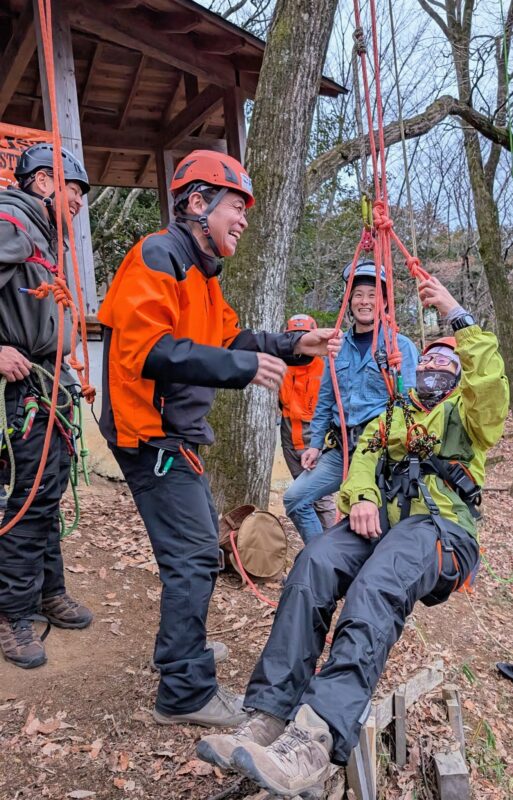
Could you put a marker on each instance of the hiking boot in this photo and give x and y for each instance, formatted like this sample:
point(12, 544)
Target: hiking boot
point(20, 643)
point(220, 654)
point(297, 763)
point(64, 612)
point(224, 709)
point(259, 728)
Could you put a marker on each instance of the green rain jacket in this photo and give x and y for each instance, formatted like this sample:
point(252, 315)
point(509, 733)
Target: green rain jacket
point(467, 422)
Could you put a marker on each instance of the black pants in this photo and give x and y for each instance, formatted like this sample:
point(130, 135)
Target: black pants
point(179, 515)
point(381, 583)
point(30, 553)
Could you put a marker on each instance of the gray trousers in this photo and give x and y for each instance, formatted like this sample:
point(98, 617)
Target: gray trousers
point(381, 582)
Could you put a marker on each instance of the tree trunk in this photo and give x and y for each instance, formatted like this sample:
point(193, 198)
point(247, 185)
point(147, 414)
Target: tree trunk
point(255, 279)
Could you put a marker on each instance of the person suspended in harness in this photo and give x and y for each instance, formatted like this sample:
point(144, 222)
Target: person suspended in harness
point(298, 397)
point(31, 566)
point(364, 396)
point(457, 412)
point(171, 339)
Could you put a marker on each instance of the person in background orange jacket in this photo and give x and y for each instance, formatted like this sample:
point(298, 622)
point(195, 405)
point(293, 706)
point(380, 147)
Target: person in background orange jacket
point(298, 397)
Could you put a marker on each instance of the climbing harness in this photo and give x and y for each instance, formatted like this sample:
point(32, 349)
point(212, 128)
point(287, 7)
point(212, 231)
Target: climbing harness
point(58, 288)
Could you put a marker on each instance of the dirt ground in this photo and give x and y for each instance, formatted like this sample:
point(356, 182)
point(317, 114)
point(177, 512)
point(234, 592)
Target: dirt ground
point(81, 726)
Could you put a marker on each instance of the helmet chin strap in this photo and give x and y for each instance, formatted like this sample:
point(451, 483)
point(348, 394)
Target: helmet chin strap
point(203, 221)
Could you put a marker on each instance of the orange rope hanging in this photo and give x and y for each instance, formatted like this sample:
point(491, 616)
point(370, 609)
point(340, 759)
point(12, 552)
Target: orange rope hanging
point(59, 288)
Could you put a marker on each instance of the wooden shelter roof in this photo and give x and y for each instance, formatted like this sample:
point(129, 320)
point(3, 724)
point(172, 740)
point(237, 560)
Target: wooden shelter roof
point(151, 75)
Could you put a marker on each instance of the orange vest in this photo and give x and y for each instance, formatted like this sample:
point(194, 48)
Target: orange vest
point(298, 397)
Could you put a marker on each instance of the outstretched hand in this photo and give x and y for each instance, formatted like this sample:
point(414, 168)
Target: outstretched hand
point(319, 342)
point(434, 293)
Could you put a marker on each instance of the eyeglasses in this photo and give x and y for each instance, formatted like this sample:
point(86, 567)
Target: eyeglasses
point(438, 360)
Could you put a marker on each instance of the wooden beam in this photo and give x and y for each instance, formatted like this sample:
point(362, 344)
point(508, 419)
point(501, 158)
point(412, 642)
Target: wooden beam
point(69, 123)
point(133, 30)
point(179, 21)
point(235, 123)
point(452, 776)
point(218, 45)
point(167, 114)
point(202, 107)
point(134, 88)
point(17, 55)
point(86, 91)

# # #

[INSTRUCTIONS FOR THE TASK]
The required output is the exact run of lines from the start of the records through the line containing "point(247, 185)", both ends included, with no pictures.

[PROBLEM SOLUTION]
Could you put a marker on each instance of the hiking boot in this photo and give x and y for each instance, formatted like this sample:
point(12, 544)
Target: hiking boot
point(20, 643)
point(220, 654)
point(297, 763)
point(64, 612)
point(224, 709)
point(259, 728)
Could you put a marker on each instance of the green rain jacket in this photo and give x and y for each instance, formatted like this sample:
point(252, 315)
point(509, 733)
Target: green rain jacket
point(467, 422)
Could you put a marker on each instance of the black pants in this photo and give x and y for each instance, formatted like this sample:
point(130, 135)
Target: black pants
point(179, 515)
point(381, 583)
point(30, 553)
Could you put a marker on each instance of the gray trousers in this photo and give x and y for each instance, formatted like this sample:
point(98, 617)
Target: gray trousers
point(381, 582)
Could you put a marker on each instance of the tree trunk in this photo and give x and y for each instance, formatted like this sample:
point(193, 198)
point(247, 185)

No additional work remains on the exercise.